Fulltext-search-like features without ElasticSearch, OpenSearch, Solr and such?

I've read in multiple sources that Apache TinkerPop isn't optimized for text search operations like partial string matching or Regex matching. A common "solution" seems to involve integrating the database with fulltext search engines like ElasticSearch or Solr. Is there another way of handling these kind of operations without adding another tool? I'm afraid this is getting way more complex than I wanted. Just some context, what I'm trying to do is filter nodes by one of their properties called legal_name, some similar to SQL SELECT * FROM customers WHERE legal_name LIKE '%John%', the query itself is of course more complex than that, but that Step is making it really nonperformant.
15 Replies
Bo
Bo4mo ago
There's an ongoing effort to add Couchbase (a storage engine that supports full-text search) to JanusGraph: https://github.com/JanusGraph/janusgraph/pull/4086
GitHub
4084: adds Couchbase as JanusGraph backend by chedim · Pull Request...

--------------------------------

# DIRECTION 1
In the entries, swap "frosted glass" for "etched glass" across the stretch from the line containing "Tag the black microwave" through the line containing "[[210, 215], [204, 219]]". Return only those lines, with everything else unchanged.
The thread and the entries have nothing to do with each other.

--------------------------------

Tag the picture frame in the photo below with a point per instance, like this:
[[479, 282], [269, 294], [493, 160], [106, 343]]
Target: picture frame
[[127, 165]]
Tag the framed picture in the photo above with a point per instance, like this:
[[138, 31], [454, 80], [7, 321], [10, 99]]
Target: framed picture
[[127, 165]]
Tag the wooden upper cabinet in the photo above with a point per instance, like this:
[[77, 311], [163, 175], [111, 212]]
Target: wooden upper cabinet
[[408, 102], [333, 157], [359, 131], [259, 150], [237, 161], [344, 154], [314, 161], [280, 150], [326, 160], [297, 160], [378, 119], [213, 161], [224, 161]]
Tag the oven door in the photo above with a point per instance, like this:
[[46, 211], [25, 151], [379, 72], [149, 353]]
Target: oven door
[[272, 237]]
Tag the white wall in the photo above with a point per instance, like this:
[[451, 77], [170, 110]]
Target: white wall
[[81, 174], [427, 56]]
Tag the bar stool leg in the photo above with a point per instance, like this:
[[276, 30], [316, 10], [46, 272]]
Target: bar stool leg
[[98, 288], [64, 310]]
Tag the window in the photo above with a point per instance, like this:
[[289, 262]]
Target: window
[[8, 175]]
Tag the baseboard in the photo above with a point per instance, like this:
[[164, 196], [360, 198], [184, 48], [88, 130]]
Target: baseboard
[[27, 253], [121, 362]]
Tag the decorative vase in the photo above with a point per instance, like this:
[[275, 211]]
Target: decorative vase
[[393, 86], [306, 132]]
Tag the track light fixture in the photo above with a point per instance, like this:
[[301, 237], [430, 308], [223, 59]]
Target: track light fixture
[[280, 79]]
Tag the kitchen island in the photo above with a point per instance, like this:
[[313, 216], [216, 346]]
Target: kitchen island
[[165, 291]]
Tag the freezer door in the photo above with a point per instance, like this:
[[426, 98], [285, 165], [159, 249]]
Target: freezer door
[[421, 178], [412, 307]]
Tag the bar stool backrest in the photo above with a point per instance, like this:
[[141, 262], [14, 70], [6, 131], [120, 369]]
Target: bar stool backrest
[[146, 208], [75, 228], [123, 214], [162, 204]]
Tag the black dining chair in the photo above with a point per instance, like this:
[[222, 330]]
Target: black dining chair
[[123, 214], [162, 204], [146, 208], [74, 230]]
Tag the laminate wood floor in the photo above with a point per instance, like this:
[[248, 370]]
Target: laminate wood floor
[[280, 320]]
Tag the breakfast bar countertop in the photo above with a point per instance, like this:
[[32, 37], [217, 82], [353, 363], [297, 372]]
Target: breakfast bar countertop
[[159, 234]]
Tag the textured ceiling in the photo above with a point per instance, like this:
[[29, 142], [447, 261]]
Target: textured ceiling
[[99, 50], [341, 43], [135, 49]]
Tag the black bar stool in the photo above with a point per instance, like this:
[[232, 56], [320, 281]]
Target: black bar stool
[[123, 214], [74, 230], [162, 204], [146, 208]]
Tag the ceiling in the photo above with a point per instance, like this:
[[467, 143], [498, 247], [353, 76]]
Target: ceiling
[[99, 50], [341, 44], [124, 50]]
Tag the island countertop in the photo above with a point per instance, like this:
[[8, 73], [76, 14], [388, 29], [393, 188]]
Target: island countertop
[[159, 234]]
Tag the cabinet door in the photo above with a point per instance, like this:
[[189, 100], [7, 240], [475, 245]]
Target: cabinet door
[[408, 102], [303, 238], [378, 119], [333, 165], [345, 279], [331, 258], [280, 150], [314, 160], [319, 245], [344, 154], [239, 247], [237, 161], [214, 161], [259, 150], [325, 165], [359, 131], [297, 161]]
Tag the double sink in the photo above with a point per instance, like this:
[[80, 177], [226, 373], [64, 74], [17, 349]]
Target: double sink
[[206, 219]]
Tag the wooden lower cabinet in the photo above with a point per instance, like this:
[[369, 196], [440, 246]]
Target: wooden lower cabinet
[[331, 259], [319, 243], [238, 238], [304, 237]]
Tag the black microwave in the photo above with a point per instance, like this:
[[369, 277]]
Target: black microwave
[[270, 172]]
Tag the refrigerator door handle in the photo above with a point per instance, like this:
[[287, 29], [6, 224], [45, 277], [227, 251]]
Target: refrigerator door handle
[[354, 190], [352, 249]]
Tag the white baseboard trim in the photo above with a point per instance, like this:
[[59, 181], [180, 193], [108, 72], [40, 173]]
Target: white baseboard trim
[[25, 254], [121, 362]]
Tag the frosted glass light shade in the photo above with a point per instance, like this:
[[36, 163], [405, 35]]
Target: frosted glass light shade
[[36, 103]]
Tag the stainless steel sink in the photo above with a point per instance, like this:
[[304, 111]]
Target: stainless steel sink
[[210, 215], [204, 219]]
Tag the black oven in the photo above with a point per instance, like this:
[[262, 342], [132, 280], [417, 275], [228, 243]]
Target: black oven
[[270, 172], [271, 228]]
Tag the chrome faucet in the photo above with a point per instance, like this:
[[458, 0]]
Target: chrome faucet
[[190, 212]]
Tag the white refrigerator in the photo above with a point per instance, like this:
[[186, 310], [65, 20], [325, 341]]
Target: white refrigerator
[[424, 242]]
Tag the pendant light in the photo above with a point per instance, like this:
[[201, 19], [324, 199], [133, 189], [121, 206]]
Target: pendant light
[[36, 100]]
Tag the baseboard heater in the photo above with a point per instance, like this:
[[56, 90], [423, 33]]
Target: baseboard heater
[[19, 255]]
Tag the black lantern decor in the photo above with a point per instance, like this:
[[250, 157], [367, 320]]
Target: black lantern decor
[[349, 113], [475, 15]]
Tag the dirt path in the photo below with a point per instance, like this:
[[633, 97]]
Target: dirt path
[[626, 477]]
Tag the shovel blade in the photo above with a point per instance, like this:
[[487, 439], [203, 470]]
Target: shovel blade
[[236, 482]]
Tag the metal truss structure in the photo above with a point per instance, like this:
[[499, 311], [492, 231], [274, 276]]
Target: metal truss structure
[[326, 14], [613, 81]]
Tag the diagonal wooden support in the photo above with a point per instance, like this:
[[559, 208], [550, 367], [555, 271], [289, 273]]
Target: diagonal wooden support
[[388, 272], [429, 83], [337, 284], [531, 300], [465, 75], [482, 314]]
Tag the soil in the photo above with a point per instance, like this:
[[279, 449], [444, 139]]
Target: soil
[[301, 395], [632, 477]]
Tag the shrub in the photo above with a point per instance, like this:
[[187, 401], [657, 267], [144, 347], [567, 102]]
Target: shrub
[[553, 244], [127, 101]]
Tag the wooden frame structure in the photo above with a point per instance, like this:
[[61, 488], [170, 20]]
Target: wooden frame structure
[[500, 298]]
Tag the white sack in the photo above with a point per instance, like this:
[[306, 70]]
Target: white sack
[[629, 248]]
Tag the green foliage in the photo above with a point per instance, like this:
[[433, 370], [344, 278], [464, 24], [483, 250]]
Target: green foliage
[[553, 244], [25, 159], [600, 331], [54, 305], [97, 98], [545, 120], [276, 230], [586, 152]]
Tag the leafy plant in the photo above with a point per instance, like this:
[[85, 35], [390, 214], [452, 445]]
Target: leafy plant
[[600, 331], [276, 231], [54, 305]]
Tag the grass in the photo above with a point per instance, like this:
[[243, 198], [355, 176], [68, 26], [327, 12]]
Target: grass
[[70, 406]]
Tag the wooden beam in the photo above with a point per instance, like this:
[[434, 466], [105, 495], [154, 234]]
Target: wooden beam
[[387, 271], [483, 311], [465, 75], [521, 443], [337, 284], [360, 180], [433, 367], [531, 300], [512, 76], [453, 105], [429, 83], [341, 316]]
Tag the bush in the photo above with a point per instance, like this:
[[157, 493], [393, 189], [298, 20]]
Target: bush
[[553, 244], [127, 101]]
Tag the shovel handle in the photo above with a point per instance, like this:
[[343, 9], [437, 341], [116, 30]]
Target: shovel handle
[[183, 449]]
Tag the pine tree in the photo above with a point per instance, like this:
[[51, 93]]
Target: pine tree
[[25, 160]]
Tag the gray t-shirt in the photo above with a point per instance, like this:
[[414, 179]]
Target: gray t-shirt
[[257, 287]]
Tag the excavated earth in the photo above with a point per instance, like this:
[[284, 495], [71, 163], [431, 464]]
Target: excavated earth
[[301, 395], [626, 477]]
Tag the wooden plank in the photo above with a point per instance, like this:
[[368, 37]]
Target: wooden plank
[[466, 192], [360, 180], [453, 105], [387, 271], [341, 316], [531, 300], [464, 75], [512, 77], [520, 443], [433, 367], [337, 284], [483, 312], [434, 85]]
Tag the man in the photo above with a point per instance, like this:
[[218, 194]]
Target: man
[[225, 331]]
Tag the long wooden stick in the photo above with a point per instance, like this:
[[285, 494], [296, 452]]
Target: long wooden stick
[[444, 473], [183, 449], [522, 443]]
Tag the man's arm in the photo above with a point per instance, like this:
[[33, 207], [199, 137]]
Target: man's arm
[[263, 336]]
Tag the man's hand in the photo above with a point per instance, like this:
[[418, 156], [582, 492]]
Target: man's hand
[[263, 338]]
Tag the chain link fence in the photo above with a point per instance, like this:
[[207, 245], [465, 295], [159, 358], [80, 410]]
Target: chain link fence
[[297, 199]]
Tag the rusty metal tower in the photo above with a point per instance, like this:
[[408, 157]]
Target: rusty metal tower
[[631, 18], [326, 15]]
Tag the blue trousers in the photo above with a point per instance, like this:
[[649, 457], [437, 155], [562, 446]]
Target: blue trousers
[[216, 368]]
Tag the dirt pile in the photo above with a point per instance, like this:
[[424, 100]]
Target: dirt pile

--------------------------------

# DIRECTION 2
Condense the paragraph of the thread that begins "I've read in multiple sources" into a short bulleted list that keeps its main facts.

# TASK RESULT 1
Tag the black microwave in the photo above with a point per instance, like this:
[[369, 277]]
Target: black microwave
[[270, 172]]
Tag the refrigerator door handle in the photo above with a point per instance, like this:
[[287, 29], [6, 224], [45, 277], [227, 251]]
Target: refrigerator door handle
[[354, 190], [352, 249]]
Tag the white baseboard trim in the photo above with a point per instance, like this:
[[59, 181], [180, 193], [108, 72], [40, 173]]
Target: white baseboard trim
[[25, 254], [121, 362]]
Tag the etched glass light shade in the photo above with a point per instance, like this:
[[36, 163], [405, 35]]
Target: etched glass light shade
[[36, 103]]
Tag the stainless steel sink in the photo above with a point per instance, like this:
[[304, 111]]
Target: stainless steel sink
[[210, 215], [204, 219]]

# TASK RESULT 2
- Several sources say Apache TinkerPop isn't optimized for text search such as partial string or Regex matching.
- The usual workaround is to integrate a fulltext search engine like ElasticSearch or Solr.
- The poster wants to avoid adding another tool, fearing the setup is growing too complex.
- The goal is to filter nodes by their legal_name property, similar to SQL `LIKE '%John%'`.
- The real query is more complex, but this step is what makes it perform poorly.